Available data →
-- Start --
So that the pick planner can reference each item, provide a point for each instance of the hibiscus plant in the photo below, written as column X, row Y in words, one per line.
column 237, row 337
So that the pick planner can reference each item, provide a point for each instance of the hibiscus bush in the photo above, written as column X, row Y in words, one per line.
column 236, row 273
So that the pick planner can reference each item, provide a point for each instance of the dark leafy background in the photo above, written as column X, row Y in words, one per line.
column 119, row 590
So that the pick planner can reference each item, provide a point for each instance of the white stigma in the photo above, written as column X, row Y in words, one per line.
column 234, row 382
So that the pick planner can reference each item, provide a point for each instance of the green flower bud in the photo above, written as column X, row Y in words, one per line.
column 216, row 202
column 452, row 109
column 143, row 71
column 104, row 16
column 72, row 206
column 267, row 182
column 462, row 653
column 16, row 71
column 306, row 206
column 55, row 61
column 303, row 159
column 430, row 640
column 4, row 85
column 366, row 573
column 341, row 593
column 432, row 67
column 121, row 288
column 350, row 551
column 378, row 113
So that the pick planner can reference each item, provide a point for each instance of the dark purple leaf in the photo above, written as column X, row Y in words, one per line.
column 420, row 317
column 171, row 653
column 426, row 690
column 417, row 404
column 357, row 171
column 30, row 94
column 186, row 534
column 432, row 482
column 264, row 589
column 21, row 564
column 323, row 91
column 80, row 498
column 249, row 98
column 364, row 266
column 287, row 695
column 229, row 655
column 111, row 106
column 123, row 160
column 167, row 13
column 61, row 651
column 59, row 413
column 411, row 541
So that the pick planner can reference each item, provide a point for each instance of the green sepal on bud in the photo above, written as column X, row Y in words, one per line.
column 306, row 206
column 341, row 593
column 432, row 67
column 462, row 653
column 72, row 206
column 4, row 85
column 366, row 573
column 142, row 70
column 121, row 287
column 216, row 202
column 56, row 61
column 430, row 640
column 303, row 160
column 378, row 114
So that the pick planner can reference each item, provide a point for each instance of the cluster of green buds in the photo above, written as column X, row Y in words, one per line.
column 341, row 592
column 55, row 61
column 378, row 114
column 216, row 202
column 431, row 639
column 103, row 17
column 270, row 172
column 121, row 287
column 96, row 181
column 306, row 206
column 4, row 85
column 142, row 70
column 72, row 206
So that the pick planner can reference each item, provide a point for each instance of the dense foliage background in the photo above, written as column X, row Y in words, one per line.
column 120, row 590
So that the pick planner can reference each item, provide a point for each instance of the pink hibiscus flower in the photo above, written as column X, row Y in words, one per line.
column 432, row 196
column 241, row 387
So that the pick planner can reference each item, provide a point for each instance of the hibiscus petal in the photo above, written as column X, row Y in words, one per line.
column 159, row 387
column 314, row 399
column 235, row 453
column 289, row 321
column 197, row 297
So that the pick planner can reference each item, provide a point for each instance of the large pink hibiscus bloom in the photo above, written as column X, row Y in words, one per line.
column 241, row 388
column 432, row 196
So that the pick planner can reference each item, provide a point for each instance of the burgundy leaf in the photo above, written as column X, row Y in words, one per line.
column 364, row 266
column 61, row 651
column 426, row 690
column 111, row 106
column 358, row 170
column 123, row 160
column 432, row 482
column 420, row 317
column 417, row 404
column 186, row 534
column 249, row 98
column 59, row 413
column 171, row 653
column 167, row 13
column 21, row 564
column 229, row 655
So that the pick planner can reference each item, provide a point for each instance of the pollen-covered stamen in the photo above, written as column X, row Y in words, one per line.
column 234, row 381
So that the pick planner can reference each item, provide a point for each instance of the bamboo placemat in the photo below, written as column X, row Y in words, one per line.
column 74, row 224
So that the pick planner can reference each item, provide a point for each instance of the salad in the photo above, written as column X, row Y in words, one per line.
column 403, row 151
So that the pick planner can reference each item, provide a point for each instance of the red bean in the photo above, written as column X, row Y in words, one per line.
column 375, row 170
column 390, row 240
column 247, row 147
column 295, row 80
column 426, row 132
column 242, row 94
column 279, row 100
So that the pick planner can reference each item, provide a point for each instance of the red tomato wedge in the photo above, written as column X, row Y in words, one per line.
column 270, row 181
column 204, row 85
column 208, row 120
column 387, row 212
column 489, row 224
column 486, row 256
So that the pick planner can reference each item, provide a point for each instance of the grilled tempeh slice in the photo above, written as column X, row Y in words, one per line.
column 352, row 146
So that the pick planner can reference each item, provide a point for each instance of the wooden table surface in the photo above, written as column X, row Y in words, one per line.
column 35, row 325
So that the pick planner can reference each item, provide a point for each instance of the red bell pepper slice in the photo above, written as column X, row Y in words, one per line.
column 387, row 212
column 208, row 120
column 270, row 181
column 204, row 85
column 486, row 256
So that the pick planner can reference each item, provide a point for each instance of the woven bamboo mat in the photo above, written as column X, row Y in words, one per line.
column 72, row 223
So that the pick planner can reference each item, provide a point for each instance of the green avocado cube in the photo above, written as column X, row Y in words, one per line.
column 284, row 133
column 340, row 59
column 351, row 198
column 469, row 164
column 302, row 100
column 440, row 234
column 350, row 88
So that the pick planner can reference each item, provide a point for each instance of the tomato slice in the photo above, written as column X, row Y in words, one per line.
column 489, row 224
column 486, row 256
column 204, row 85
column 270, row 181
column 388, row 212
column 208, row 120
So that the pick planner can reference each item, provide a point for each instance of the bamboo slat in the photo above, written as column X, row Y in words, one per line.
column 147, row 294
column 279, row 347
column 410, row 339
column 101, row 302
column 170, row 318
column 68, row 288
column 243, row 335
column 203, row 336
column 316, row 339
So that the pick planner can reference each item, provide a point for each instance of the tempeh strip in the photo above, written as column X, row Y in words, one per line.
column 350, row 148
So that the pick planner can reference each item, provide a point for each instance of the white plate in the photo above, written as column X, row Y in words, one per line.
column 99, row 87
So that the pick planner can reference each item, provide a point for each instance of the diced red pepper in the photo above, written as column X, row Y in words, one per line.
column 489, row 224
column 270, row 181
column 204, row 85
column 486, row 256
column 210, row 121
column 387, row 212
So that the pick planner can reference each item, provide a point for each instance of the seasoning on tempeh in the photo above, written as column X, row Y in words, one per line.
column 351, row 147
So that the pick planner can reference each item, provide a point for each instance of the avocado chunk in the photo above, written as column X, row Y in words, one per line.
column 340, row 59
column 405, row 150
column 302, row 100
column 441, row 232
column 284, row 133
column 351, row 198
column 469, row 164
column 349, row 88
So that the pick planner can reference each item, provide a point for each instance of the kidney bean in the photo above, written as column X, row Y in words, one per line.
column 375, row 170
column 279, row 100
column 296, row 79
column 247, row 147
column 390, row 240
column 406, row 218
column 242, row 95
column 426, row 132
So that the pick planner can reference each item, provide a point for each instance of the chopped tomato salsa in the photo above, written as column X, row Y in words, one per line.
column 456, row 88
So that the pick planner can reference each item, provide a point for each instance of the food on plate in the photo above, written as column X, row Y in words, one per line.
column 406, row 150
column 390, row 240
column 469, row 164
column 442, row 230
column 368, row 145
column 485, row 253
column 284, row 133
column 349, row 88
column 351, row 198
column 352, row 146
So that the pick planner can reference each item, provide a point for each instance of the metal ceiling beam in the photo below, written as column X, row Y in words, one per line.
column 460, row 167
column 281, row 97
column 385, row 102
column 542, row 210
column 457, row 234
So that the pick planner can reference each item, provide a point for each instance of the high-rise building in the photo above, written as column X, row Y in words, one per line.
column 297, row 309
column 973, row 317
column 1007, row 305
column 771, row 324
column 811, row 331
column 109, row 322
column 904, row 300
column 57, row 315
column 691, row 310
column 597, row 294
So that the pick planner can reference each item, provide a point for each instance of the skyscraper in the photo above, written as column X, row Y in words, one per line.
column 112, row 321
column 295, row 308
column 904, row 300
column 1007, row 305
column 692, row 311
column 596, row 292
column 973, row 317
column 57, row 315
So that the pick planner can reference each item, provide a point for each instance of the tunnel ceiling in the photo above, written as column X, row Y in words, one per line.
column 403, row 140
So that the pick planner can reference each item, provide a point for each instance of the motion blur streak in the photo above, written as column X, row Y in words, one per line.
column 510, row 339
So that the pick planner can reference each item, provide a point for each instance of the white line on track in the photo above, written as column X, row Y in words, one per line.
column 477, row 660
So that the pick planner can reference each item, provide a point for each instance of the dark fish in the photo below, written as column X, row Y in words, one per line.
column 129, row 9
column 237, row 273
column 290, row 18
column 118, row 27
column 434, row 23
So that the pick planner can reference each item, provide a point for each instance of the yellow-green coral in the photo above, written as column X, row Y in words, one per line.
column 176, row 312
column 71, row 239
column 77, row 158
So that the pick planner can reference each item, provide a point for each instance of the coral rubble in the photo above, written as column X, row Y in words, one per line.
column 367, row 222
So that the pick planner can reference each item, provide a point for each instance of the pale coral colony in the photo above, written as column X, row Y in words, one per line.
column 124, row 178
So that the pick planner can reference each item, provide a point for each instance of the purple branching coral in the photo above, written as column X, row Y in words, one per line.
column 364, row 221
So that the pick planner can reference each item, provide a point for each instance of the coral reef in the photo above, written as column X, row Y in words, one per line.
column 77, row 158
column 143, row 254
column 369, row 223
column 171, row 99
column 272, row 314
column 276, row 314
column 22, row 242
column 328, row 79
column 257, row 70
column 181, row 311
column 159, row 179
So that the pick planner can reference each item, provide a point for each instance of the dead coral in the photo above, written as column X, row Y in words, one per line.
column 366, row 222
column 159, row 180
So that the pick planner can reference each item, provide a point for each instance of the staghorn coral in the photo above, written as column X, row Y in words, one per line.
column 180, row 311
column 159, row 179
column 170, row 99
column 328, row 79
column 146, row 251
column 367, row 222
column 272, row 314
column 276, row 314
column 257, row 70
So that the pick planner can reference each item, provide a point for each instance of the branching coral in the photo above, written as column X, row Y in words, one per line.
-- End --
What the task asks → Please print the entries above exactly as they are, starting with the line that contains "of the yellow-green" and going on through the line that contains "column 124, row 178", with both of those lines included.

Solution to the exercise →
So that the pick planner can reference each item, provide a point for each instance of the yellow-green coral in the photo above, written as column X, row Y in words, one per line.
column 176, row 312
column 71, row 239
column 77, row 158
So that the pick planner can reference each item, provide a point for each instance of the coral rubble in the photo above, written as column X, row Y in words, one per line.
column 367, row 222
So that the pick planner can reference each item, provide a point for each instance of the pale coral colony in the photo above, written as column X, row Y in words, one per line.
column 124, row 178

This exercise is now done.